- What the task asks
Return the listing below unchanged, reproducing every line in the same order.
----
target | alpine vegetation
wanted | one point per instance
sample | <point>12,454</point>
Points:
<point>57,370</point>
----
- Result below
target | alpine vegetation
wanted | one point per instance
sample | <point>12,454</point>
Points:
<point>57,370</point>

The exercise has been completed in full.